Extract provided:
=== Section Start ===

BEARS 2019: Jennifer Listgarten

Machine learning for protein engineering

Berkeley Annual Research Symposium (BEARS) 2019

Jennifer Listgarten

Prof. Jennifer Listgarten in front of part of a 2D visualization of a machine-learning-extracted "latent" space which converts triplets of nucleotides (codons) into real-valued vectors--- part of her process in silico protein engineering.

Abstract

With the advent of more and more high-throughput technologies to measure protein properties of interest such as binding, expression, fluorescence, the time for machine learning to act synergistically with protein design is here. I will touch on two stories in this space. The first will be about how machine learning can be leveraged to improve CRISPR gene editing. The second will touch on how one can accelerate design/optimization of proteins with machine learning approaches--- a sort of in silico approach to the method of Directed Evolution, which won the 2018 Nobel prize in Chemistry.

=== Section End ===

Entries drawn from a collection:
=== Section Start ===

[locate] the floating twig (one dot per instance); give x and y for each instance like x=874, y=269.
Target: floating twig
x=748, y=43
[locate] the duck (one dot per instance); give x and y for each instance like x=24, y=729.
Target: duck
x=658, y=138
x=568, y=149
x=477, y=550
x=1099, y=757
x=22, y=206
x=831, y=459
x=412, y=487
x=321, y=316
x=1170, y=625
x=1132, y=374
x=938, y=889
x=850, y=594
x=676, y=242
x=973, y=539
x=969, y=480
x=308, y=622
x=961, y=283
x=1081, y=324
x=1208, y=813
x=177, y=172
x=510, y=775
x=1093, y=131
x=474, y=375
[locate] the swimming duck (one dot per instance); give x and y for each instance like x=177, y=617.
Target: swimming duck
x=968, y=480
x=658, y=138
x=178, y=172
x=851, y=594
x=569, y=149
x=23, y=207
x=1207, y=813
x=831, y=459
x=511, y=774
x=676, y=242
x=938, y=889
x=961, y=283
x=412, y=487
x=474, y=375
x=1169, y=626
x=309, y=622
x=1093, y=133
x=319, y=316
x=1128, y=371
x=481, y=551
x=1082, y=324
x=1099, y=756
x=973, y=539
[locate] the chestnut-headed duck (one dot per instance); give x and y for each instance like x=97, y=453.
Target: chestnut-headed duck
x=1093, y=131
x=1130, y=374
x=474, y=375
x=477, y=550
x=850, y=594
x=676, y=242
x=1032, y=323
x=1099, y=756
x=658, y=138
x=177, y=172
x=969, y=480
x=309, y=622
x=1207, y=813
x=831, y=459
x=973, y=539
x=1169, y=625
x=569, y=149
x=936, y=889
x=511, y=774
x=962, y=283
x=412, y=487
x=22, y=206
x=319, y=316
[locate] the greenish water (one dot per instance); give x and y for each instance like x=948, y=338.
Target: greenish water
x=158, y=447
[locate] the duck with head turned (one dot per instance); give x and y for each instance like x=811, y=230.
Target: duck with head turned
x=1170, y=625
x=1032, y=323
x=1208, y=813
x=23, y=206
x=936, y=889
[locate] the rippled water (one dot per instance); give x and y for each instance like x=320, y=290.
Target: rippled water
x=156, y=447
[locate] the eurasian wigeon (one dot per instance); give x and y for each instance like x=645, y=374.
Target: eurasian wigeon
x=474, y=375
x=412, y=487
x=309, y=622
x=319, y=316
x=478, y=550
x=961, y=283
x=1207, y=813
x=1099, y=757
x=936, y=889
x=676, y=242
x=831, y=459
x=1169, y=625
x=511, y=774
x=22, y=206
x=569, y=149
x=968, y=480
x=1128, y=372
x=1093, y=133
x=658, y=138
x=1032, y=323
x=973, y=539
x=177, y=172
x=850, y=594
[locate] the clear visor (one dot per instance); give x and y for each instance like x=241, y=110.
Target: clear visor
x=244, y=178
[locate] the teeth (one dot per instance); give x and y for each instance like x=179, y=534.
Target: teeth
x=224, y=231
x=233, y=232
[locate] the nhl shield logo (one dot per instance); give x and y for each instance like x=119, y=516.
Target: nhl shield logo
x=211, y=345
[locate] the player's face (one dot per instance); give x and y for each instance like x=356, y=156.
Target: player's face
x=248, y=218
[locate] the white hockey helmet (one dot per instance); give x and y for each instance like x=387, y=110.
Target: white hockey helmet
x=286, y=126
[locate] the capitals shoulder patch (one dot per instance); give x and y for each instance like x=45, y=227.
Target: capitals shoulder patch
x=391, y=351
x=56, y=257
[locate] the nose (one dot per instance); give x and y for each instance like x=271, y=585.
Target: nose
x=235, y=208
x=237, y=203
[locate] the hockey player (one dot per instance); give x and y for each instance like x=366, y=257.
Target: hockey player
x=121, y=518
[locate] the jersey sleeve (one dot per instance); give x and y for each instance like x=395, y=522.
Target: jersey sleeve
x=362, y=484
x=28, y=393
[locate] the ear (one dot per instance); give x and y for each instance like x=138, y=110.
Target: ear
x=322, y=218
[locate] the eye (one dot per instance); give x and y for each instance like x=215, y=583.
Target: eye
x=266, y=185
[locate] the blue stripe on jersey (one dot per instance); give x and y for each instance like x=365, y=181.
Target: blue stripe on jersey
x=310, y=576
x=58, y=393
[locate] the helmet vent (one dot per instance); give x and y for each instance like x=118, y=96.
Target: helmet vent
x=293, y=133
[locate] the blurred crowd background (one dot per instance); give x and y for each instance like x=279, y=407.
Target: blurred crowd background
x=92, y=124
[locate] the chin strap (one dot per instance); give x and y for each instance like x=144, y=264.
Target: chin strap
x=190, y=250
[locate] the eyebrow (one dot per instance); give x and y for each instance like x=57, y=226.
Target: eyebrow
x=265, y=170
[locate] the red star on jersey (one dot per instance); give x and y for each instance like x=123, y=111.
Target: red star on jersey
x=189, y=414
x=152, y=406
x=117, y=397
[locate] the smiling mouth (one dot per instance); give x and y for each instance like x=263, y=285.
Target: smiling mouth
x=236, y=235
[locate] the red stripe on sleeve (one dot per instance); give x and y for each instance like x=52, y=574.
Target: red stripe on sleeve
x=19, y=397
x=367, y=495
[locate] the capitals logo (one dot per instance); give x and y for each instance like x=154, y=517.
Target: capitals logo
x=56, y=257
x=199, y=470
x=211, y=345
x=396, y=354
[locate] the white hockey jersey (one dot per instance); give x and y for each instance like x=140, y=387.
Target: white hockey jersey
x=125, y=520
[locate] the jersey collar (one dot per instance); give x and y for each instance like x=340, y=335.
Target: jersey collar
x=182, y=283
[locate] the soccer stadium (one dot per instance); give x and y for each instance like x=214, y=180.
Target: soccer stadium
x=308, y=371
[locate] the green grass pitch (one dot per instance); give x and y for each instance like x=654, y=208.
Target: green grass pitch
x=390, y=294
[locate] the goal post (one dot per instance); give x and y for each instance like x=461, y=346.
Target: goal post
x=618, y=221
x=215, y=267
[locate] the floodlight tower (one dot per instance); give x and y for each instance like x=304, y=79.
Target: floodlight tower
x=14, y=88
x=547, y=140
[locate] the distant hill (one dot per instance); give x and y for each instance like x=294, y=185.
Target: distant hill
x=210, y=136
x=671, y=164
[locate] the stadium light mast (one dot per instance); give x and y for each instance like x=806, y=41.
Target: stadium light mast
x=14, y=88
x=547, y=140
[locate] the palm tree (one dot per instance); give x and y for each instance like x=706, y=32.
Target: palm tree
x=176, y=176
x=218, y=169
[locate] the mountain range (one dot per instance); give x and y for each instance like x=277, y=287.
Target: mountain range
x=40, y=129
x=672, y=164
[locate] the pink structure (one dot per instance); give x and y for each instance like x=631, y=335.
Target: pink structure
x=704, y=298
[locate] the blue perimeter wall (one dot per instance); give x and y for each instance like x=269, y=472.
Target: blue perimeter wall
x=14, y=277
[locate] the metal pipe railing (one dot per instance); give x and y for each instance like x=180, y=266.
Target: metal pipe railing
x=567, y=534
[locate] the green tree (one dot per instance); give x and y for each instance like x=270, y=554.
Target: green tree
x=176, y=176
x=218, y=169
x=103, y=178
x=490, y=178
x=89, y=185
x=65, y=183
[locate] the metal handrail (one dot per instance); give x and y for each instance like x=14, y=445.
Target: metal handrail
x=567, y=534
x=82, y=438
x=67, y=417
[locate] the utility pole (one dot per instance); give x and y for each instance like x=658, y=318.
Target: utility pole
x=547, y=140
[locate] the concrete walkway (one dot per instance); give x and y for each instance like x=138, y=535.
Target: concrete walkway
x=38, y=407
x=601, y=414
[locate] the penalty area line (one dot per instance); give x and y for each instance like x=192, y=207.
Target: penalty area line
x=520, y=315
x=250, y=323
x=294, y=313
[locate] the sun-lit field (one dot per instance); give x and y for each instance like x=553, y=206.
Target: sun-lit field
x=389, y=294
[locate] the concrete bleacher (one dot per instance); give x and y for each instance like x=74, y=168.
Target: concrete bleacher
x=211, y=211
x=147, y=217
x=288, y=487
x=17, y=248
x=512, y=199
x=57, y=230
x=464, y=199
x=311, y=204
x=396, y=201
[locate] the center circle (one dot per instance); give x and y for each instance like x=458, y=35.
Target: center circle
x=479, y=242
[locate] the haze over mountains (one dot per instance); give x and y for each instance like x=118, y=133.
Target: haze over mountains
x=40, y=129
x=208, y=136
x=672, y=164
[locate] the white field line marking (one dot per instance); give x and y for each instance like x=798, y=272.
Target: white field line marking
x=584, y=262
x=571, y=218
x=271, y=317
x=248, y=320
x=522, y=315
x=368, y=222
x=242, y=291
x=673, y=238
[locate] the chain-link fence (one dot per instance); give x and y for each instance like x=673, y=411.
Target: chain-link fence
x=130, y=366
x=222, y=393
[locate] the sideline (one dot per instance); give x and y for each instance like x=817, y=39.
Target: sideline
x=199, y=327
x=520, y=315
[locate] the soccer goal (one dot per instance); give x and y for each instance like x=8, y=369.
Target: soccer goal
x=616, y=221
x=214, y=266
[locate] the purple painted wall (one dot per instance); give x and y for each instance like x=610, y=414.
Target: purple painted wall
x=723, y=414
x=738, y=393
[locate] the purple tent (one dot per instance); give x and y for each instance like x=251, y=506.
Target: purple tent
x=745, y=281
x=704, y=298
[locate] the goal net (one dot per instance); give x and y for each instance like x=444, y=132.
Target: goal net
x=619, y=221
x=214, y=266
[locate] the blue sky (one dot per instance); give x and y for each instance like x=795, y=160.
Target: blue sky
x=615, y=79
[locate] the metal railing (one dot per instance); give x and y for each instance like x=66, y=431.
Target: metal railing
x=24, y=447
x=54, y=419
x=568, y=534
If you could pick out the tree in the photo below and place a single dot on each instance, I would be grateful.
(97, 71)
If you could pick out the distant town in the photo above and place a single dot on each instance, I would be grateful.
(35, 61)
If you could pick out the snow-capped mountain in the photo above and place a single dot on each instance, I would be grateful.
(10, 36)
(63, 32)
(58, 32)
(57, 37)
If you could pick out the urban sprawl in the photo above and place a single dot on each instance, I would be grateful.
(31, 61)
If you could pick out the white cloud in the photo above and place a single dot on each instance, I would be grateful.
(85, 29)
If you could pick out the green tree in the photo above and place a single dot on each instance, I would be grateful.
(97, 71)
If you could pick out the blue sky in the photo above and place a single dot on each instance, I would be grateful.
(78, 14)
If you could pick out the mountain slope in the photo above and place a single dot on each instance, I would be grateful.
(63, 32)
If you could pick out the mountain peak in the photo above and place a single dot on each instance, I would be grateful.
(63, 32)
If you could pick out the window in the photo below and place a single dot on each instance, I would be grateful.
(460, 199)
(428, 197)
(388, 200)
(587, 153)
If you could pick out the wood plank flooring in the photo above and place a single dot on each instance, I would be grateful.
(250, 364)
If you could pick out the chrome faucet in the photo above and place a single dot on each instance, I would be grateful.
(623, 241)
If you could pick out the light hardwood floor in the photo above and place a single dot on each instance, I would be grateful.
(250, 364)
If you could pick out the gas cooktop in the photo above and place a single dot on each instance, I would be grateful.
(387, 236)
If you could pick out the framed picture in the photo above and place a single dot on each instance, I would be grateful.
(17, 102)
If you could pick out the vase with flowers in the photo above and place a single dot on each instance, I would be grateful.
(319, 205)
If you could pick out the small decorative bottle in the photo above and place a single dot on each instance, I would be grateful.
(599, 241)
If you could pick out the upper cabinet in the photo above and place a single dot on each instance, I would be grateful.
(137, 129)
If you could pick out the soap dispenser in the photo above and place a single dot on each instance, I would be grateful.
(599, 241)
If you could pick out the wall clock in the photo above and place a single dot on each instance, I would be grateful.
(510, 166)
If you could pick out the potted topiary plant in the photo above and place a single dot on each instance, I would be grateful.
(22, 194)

=== Section End ===

Instructions:
1. Turn the paragraph of the BEARS 2019 talk page that begins "With the advent of more and more" into a short bulleted list that keeps its main facts.
2. Based on the BEARS 2019 talk page, decide whether each statement is true. Answer yes or no, and quote the words from the text that settle it.
(a) The talk will cover two stories.
(b) Directed Evolution won the 2018 Nobel prize in Physics.
(c) The latent space in the visualization converts codons into real-valued vectors.
3. Go on with the BEARS 2019 talk page, starting after its last sentence.
The data has no connection to the BEARS 2019 talk page.

Answers in order:
1.
- High-throughput technologies now measure protein properties such as binding, expression and fluorescence, so machine learning can work together with protein design.
- The talk covers two stories:
  - using machine learning to improve CRISPR gene editing
  - speeding up protein design and optimization with machine learning, an in silico version of Directed Evolution, which won the 2018 Nobel prize in Chemistry

2.
(a) Yes: "I will touch on two stories in this space."
(b) No: "which won the 2018 Nobel prize in Chemistry."
(c) Yes: "which converts triplets of nucleotides (codons) into real-valued vectors"

3.
Biography

Jennifer Listgarten is a Professor in the EECS department and Center for Computational Biology, a member of the steering committee for the Berkeley AI Research (BAIR) Lab, and a Chan Zuckerberg investigator.  From 2007 to 2017 she was at Microsoft Research and before that, earned a PhD in the machine learning group at the University of Toronto.  Her expertise is in machine learning, applied statistics and computational biology. She is interested in both methods development as well as application of methods to enable new insight into basic biology and medicine.  Current areas of interest include: computational methods for protein design/engineering for properties such as expression, flurorescence, binding, stability, etc.; similar methods applied to molecule design; drug repositioning and discovery; machine learning methods development, and in particular at the intersection of graphical models, neural networks and variational inference, as well as inverting black box probablistic functions to perform input optimization of probabilistic functions; genetic association studies with complex, high-dimensional traits such as image volumes over time.